* start Text segment *

The ‘E’ is not (just) a letter; it is an entity, a mood, it is a sponge that has absorbed the spirit of the times. It is the soul of the Middle East, frozen at a particular moment. It is Ezer’s Middle East, of his ancestors, of his family. But now it is battered, burnt, beaten, disintegrated, suspecting, hating, murderous. Hell is only a few hours’ drive away. Iran and Turkey, what remains of Iraq and what remains of Syria, Kurds, the Islamic State and Hezbollah, Shiites, Sunnites, Alawites, Kurds, Christians and Druze all act in a burning tragedy.
Ezer started by printing the letter ‘E’ in Times New Roman, a ‘functioning’ and ‘intact’ form, only to crease the paper, damage and cripple it. In its new battered state, the letter was photographed from several angles to retain as much visual information as possible. By digitally layering the several images, one complex symbol was created. This final image was screen printed in black and white with the addition of blood-like texture and color on white paper.

* end Text segment *
* start Data lines *

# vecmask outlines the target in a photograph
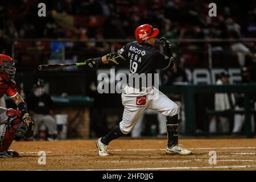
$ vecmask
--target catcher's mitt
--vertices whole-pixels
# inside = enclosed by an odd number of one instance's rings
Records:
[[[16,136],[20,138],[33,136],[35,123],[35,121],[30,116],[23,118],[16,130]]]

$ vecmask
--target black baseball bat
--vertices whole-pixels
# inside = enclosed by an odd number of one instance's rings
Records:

* end Data lines *
* start Data lines *

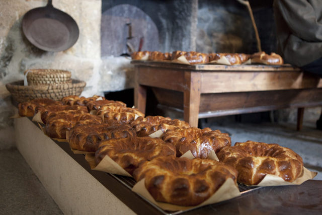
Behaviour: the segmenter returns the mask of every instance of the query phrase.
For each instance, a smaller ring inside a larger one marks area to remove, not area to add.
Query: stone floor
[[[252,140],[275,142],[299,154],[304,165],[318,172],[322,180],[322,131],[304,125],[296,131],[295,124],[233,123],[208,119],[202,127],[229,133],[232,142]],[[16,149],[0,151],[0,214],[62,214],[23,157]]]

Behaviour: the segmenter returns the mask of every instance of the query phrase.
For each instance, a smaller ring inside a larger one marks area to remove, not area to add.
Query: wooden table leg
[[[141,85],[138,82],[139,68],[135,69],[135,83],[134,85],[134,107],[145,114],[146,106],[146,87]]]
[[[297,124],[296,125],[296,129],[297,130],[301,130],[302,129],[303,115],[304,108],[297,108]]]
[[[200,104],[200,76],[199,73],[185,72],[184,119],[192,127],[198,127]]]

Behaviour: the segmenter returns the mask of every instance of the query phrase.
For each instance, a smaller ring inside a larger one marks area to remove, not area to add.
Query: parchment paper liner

* end Data lines *

*Exercise instructions*.
According to the passage on Ezer's letter 'E', in what typeface did Ezer first print the letter? Answer from the passage on Ezer's letter 'E' alone.

*Final result*.
Times New Roman.